EXERCISE BRIEF
Count the lines in the listing below that contain the word "gray", and reply with the number alone.

[start of STORED ROWS]

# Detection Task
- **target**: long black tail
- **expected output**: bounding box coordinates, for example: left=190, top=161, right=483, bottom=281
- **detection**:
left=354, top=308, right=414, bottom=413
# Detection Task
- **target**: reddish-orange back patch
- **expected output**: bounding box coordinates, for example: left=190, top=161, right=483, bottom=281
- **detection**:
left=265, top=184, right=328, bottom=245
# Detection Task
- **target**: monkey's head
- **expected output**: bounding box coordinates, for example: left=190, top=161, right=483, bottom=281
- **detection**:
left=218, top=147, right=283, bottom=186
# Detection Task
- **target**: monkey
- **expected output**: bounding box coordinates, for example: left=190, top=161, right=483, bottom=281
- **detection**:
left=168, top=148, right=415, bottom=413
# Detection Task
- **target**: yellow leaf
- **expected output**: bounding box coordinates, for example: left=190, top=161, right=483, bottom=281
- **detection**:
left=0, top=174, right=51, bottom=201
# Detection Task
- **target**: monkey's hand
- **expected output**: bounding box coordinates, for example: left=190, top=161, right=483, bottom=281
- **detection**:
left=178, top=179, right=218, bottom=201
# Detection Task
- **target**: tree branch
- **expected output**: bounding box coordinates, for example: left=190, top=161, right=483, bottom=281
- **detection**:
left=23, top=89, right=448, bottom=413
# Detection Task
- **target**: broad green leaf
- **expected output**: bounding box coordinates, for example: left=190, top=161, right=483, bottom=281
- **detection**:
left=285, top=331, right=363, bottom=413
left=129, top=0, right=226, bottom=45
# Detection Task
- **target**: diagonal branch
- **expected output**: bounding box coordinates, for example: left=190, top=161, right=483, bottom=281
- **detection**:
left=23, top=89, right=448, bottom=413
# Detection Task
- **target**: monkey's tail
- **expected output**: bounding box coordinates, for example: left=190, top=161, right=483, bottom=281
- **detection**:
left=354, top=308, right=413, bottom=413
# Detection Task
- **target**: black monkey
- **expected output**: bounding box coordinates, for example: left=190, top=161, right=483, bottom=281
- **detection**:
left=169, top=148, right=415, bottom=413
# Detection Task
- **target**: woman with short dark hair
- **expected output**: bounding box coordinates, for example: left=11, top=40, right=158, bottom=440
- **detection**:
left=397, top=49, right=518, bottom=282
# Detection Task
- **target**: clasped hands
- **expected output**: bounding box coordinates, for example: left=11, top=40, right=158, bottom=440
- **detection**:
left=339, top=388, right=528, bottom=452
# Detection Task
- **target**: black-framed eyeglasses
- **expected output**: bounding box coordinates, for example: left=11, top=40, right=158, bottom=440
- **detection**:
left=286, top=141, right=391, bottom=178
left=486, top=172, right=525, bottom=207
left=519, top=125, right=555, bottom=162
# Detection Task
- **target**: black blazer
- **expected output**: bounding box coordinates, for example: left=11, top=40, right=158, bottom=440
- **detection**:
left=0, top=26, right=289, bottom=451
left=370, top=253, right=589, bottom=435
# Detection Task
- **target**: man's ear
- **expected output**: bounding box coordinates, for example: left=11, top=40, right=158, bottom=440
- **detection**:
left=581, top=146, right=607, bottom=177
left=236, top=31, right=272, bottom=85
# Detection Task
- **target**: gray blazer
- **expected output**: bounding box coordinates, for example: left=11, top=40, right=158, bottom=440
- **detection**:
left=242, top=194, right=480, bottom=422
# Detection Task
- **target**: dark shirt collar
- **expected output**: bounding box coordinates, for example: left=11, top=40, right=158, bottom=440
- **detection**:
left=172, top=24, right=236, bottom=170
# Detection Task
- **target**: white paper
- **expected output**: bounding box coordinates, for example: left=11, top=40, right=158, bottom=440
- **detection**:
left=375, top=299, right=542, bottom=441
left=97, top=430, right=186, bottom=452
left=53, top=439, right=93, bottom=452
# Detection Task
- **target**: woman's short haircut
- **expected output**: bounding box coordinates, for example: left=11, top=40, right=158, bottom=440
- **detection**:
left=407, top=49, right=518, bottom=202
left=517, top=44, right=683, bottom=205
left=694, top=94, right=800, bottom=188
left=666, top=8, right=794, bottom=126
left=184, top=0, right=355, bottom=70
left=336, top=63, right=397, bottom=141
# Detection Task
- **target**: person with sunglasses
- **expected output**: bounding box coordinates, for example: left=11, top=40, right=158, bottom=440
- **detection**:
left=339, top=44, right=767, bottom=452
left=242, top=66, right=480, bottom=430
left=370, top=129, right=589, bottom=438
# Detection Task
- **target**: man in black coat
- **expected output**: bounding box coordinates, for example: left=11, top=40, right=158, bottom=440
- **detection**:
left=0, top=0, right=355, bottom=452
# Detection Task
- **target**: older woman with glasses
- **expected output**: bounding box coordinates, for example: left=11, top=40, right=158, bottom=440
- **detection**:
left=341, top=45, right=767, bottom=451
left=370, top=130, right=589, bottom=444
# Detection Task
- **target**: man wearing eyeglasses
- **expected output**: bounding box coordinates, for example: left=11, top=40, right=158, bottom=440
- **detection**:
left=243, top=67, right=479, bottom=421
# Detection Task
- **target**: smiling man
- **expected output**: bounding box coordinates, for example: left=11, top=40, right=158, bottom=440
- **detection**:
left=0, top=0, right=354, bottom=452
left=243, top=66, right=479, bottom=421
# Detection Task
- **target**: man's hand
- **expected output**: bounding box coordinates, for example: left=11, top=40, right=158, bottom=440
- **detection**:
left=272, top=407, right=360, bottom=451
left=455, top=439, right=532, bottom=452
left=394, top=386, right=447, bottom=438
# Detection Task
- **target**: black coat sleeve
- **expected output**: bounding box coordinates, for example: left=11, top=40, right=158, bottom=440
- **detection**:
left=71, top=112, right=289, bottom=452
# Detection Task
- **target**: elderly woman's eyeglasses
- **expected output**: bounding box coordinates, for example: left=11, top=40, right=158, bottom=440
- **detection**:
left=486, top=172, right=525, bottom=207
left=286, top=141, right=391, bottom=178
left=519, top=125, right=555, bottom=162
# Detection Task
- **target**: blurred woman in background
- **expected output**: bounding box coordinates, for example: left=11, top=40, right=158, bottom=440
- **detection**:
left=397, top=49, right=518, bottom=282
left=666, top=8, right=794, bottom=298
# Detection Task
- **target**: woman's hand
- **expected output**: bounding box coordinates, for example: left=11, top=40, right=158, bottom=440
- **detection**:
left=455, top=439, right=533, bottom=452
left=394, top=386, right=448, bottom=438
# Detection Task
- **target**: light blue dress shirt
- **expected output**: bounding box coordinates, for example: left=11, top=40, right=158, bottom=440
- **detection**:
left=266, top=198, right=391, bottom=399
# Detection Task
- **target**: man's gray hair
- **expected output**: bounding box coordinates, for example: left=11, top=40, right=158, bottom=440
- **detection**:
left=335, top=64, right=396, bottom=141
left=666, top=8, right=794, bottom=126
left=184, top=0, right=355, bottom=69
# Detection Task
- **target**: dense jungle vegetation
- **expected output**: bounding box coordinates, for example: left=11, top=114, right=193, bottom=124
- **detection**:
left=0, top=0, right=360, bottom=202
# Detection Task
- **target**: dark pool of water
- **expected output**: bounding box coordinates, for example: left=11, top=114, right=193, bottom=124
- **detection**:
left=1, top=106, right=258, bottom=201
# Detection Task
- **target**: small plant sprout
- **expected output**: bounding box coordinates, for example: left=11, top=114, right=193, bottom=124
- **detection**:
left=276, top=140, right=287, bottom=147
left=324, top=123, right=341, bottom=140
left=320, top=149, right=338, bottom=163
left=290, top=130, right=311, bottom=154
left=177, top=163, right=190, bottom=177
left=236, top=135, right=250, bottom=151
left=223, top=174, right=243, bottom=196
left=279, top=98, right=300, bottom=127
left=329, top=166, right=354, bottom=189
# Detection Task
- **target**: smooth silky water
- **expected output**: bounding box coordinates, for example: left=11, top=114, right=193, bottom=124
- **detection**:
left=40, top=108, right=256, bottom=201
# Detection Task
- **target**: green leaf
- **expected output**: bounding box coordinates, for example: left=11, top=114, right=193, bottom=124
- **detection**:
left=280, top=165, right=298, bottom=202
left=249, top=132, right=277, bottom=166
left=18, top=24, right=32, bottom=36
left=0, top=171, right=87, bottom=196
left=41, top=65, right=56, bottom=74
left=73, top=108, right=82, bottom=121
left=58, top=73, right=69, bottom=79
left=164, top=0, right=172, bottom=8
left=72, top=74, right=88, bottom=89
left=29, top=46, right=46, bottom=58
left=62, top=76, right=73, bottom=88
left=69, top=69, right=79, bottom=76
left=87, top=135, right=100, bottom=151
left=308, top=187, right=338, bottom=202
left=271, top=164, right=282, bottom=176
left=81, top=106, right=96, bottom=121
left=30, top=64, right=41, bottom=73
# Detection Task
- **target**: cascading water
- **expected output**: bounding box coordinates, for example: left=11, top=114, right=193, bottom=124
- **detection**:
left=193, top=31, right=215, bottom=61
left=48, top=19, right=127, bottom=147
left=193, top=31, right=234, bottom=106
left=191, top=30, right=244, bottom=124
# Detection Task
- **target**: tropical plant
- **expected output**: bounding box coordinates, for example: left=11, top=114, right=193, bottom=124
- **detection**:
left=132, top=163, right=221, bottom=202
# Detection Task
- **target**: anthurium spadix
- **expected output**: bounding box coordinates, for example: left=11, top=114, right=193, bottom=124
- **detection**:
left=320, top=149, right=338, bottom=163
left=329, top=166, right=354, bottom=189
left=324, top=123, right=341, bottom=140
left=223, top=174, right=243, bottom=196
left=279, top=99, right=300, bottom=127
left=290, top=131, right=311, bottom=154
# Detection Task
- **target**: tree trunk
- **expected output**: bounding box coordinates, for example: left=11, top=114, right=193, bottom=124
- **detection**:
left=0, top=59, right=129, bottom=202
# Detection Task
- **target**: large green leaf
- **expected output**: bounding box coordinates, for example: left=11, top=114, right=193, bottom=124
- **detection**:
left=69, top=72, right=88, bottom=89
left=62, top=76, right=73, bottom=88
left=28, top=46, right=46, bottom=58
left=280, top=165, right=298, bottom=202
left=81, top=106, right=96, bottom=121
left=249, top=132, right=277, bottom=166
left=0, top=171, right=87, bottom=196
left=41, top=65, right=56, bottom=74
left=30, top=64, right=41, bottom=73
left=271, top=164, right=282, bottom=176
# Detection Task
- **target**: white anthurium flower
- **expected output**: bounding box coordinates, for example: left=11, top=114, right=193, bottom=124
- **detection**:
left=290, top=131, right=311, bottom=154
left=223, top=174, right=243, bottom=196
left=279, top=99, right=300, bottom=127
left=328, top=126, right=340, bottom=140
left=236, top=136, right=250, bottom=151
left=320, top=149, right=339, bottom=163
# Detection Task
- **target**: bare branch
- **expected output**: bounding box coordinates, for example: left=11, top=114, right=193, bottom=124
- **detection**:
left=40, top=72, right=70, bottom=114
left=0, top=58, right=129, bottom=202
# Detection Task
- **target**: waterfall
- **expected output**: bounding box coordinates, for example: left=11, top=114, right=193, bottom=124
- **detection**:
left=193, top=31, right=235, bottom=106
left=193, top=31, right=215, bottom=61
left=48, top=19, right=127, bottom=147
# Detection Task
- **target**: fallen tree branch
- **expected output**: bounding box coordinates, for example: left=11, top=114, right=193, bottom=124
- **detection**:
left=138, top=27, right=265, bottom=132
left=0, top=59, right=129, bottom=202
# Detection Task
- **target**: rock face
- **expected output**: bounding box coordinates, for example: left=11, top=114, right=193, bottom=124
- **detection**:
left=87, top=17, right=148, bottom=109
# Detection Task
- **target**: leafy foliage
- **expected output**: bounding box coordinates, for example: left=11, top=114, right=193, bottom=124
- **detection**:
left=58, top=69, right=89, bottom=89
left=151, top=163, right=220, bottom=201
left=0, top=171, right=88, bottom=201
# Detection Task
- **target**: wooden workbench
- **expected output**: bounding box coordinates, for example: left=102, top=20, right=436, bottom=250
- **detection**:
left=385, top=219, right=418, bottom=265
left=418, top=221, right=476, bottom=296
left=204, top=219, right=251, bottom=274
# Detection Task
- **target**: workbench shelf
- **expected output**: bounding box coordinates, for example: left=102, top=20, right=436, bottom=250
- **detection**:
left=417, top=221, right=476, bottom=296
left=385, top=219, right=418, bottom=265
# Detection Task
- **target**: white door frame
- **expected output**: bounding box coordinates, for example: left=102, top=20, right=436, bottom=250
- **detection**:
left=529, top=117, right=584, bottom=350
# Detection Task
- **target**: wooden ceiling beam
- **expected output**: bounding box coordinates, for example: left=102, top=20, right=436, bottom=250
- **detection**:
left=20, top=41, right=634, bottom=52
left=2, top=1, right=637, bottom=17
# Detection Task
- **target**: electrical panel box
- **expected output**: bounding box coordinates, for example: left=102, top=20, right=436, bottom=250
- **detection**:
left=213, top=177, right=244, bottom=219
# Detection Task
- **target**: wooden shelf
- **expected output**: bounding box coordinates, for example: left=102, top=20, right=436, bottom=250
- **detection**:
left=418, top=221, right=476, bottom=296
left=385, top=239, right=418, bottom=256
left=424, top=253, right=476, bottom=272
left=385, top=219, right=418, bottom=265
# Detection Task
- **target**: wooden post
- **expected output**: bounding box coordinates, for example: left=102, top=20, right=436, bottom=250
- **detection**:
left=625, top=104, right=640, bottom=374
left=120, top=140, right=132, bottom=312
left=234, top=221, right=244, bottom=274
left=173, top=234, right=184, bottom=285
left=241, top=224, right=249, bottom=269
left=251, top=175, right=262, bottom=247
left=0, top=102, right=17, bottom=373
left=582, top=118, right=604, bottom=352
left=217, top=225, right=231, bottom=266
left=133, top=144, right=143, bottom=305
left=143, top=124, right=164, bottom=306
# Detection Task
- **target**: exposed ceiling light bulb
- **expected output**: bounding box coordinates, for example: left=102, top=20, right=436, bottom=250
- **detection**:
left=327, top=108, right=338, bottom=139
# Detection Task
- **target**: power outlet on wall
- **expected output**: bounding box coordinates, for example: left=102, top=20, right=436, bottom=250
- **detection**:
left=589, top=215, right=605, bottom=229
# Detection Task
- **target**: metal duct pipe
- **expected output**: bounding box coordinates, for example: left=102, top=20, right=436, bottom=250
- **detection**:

[end of STORED ROWS]

RESULT OF THE EXERCISE
2